Dataset entries
________________
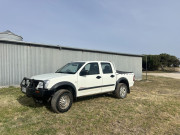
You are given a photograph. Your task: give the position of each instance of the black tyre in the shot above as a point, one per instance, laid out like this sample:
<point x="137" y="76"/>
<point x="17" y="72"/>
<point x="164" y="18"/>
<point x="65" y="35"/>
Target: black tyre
<point x="121" y="90"/>
<point x="62" y="101"/>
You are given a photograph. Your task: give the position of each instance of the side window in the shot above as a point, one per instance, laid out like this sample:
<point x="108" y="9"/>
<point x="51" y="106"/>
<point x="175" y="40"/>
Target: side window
<point x="91" y="69"/>
<point x="106" y="68"/>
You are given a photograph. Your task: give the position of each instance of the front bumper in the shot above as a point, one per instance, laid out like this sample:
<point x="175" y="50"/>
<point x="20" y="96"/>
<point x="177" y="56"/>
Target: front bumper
<point x="29" y="87"/>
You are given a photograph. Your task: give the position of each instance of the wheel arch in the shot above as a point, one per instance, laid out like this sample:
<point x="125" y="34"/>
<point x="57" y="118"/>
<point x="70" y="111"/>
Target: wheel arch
<point x="125" y="81"/>
<point x="65" y="85"/>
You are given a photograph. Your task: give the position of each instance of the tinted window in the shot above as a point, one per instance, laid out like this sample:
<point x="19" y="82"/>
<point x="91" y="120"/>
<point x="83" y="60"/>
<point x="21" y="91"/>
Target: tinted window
<point x="70" y="68"/>
<point x="106" y="68"/>
<point x="91" y="68"/>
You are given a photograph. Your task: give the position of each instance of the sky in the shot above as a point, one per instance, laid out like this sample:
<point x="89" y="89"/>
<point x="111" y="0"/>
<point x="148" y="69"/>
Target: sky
________________
# WHAT TO PRODUCE:
Return the lines of the records that include the string "like".

# EXERCISE RESPONSE:
You are given a photograph. Your task: give the position of each instance of the black tyre in the shot above as a point, one per instance, laid out like this sample:
You are given a photograph. Your task: give the position of each instance of the side window in the shot above as a point, one per instance, laid out like this sample:
You are given a photograph. Your task: give the position of each instance of the front bumper in the shot above as a point, one per instance, laid out like this sample:
You are given a photograph. Your task: give the position of each instance of the wheel arch in the shot above as a point, one per instance, laid out like this sample:
You are given a photograph. Your task: give the position of each instance of the tinted window in the shot above as a point, one per instance, laid out like this sample:
You are given a photograph. Your task: give the position of each instance of the sky in the shot above as a point, one per instance, laid out like this sample:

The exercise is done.